EXCERTO DO TEXTO =>
Tomar recebeu o último espetáculo de Monólogos com este elenco, um trio composto por mim, pela Carla Andrino e pela Vera Kolodzig. Tomar encerra um ano de casas cheias pelo país fora. Um país que, tantas vezes me surpreendeu, pelas salas espantosas e pelo público ávido de momentos culturais, acolhedor, motivador, anfitriões inexcedíveis. Mais mulheres que homens na plateia, ainda que os Monólogos sejam uma conversa para todos. Uma oportunidade para explorar relacionamentos e vivências atuais que partem do desconcertante universo feminino.
Foi um ano sem fins de semana. Repleto de experiência únicas. E também de imprevistos. Um deles aconteceu em pleno espetáculo. Na plateia, alguém grita repetidamente “112”. A minha primeira reação: “trata-se de um momento ‘Apanhados’ para a televisão. Alguém me quer pregar uma partida”. Até que uma clareira se abre no auditório e deixa entrever uma mulher desmaiada. Depois de socorrida e levada pela equipa médica, havia que dar continuidade ao espetáculo. A Paula Neves, a minha mestra das tábuas, perguntou-me se estava preparada. E eu, atrevida, propus-me a recomeçar o texto exatamente no momento em que o tinha interrompido. Não imaginava o quanto difícil é esta tarefa. Mas, com a ajuda do público, voltei a “entrar” no workshop da vagina.

MATERIAL FORNECIDO =>
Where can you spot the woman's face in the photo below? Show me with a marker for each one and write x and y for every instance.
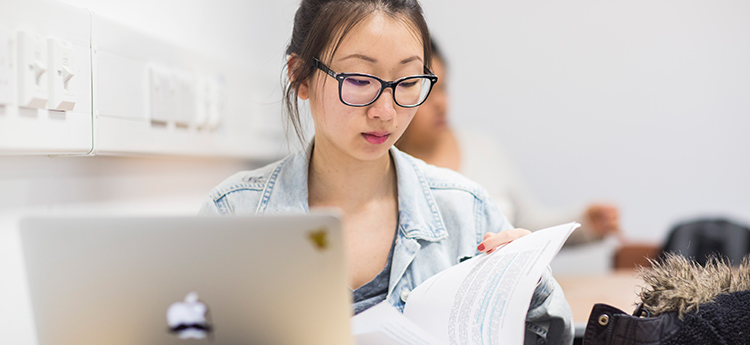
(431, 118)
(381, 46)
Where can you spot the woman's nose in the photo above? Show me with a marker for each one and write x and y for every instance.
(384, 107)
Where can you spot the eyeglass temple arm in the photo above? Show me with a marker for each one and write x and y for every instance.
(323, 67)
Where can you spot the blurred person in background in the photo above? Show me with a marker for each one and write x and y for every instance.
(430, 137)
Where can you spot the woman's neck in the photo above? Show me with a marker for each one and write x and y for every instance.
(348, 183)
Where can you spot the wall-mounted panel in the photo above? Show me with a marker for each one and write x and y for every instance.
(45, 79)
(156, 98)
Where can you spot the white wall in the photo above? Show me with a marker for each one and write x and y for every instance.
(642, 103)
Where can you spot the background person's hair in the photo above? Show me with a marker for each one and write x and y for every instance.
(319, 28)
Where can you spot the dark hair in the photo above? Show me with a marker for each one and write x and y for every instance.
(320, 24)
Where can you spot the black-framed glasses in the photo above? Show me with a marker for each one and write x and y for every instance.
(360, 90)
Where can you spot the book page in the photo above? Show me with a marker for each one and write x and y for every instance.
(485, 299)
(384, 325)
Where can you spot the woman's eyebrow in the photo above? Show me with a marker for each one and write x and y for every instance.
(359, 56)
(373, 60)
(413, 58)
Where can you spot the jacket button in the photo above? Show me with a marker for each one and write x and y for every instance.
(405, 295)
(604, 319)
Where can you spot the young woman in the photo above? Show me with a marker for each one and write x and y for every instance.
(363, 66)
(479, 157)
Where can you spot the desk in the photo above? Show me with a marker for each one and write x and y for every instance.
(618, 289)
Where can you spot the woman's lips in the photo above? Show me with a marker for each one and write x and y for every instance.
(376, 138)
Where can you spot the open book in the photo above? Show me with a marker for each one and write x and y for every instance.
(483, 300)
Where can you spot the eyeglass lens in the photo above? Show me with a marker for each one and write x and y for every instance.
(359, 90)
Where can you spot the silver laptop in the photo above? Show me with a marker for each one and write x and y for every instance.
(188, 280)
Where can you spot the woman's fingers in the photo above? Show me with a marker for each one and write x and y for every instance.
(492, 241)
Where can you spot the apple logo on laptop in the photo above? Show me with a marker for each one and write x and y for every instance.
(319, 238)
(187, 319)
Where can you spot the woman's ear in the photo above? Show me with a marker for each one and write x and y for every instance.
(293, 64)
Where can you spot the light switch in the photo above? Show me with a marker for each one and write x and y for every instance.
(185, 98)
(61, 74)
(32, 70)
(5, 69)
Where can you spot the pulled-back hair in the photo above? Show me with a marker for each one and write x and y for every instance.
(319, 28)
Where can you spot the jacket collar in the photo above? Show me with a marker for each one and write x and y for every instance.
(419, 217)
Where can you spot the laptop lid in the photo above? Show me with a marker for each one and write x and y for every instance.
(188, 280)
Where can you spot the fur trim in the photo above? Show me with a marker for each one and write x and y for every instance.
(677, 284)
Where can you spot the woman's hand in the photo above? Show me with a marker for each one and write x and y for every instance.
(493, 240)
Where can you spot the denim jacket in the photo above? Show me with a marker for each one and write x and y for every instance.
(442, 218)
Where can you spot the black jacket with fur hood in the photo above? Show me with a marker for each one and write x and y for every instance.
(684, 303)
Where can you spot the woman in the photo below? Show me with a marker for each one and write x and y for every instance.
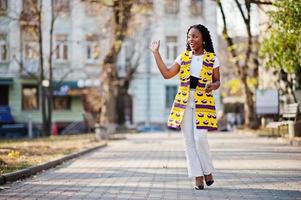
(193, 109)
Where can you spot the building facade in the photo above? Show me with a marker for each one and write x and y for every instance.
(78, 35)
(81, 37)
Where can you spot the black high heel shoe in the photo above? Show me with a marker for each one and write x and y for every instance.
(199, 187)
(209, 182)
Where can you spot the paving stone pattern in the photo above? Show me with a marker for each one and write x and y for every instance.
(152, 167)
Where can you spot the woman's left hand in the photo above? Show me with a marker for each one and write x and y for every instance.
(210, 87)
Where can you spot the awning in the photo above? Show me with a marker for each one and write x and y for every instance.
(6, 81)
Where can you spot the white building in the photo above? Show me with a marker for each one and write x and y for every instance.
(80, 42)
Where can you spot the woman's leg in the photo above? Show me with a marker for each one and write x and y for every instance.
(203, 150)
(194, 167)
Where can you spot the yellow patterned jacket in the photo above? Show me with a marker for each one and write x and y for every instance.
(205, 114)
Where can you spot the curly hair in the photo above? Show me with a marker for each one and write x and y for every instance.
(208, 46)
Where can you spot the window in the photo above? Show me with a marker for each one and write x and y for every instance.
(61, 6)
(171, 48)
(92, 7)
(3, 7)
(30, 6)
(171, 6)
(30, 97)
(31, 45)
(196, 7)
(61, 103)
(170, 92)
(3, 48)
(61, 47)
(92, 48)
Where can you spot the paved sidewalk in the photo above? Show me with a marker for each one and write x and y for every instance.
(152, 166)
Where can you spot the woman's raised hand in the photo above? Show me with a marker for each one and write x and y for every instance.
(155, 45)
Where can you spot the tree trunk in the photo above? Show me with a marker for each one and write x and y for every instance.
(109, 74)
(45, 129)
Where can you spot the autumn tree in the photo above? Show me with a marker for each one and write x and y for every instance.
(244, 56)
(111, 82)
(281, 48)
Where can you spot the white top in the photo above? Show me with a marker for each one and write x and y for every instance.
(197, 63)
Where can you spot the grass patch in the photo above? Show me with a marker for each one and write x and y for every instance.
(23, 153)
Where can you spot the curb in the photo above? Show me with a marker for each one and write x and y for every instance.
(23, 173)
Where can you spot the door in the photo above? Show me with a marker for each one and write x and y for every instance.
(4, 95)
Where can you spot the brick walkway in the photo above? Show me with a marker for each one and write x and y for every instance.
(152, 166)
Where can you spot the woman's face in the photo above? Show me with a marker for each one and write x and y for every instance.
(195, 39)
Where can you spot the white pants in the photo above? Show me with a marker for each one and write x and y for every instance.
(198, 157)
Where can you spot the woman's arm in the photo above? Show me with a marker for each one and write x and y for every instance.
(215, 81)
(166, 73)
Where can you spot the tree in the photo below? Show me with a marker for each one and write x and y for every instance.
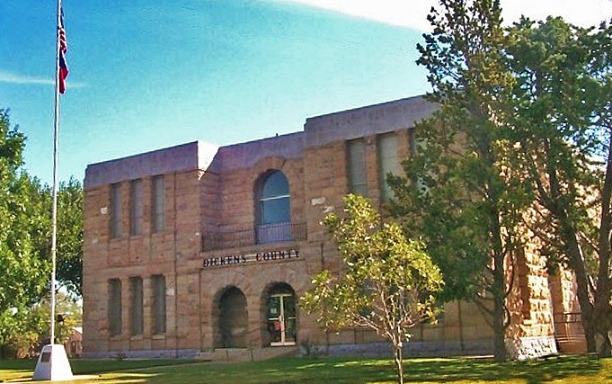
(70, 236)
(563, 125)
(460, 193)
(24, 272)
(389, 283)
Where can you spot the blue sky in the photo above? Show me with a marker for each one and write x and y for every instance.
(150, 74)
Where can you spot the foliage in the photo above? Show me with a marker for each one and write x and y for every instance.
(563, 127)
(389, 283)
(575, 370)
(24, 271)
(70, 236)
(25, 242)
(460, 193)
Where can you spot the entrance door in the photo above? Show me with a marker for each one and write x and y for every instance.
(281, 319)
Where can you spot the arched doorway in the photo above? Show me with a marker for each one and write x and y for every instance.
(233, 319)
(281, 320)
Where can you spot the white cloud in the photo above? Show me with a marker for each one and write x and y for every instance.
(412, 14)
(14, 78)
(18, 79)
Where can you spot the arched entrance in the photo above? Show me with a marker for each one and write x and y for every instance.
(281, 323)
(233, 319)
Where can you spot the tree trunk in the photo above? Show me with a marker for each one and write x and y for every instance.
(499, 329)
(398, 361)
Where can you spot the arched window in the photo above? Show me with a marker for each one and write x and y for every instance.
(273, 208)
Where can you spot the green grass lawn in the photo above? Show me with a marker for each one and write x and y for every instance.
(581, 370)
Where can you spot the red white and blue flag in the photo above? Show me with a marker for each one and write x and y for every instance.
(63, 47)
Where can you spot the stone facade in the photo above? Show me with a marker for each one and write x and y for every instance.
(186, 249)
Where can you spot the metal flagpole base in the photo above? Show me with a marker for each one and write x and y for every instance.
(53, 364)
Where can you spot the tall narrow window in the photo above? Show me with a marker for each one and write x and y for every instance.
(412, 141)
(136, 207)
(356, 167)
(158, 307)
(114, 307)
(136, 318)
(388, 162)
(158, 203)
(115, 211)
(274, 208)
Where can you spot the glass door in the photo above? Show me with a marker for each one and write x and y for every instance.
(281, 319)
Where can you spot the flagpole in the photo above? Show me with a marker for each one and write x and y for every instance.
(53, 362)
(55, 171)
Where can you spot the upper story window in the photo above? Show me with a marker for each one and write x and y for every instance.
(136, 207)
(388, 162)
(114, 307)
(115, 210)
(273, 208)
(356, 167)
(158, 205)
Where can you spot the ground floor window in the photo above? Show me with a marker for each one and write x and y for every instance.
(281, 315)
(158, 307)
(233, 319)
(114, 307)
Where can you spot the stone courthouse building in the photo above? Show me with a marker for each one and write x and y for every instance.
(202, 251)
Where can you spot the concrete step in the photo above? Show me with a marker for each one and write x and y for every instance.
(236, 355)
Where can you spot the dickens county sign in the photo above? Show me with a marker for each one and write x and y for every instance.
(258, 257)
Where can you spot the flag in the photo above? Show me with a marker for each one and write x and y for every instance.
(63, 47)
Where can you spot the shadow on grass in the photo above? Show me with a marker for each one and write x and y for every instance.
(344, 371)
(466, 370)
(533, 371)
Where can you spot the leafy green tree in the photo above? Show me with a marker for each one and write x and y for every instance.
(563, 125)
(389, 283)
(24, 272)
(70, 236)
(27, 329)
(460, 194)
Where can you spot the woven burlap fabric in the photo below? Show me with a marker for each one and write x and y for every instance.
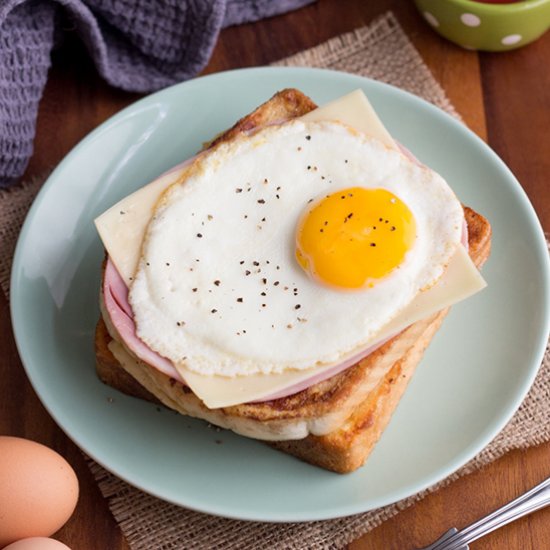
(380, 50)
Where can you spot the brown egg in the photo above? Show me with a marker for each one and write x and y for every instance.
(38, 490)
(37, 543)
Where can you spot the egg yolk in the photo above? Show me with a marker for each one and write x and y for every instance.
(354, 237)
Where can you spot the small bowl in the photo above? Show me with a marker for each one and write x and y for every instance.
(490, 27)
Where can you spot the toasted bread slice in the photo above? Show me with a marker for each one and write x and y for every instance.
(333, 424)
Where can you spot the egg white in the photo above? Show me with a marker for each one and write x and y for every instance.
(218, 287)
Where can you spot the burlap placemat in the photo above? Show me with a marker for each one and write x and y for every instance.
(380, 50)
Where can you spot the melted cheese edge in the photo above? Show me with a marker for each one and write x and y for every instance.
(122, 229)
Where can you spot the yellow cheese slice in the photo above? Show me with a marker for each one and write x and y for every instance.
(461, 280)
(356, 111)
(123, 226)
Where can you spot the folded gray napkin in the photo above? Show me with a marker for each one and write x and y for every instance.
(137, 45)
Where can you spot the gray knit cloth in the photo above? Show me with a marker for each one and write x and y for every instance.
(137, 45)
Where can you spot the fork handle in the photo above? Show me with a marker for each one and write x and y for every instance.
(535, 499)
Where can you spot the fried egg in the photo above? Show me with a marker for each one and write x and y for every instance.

TAREFAS A CUMPRIR =>
**1.** Resume o relato sobre a digressão dos Monólogos em duas frases.
**2.** Reproduz sem alterações o trecho do relato que começa nas palavras "Tomar recebeu o" e termina depois de "desconcertante universo feminino.".
Responde apenas com base no relato.

RESPOSTAS POR NÚMERO =>
**1.** Em Tomar, os Monólogos tiveram o último espetáculo com este elenco e fecharam um ano de casas cheias pelo país, com mais mulheres do que homens na plateia. Foi um ano sem fins de semana e com imprevistos, como uma mulher que desmaiou em pleno espetáculo, que depois foi retomado no ponto exato da interrupção com a ajuda do público.

**2.**
Tomar recebeu o último espetáculo de Monólogos com este elenco, um trio composto por mim, pela Carla Andrino e pela Vera Kolodzig. Tomar encerra um ano de casas cheias pelo país fora. Um país que, tantas vezes me surpreendeu, pelas salas espantosas e pelo público ávido de momentos culturais, acolhedor, motivador, anfitriões inexcedíveis. Mais mulheres que homens na plateia, ainda que os Monólogos sejam uma conversa para todos. Uma oportunidade para explorar relacionamentos e vivências atuais que partem do desconcertante universo feminino.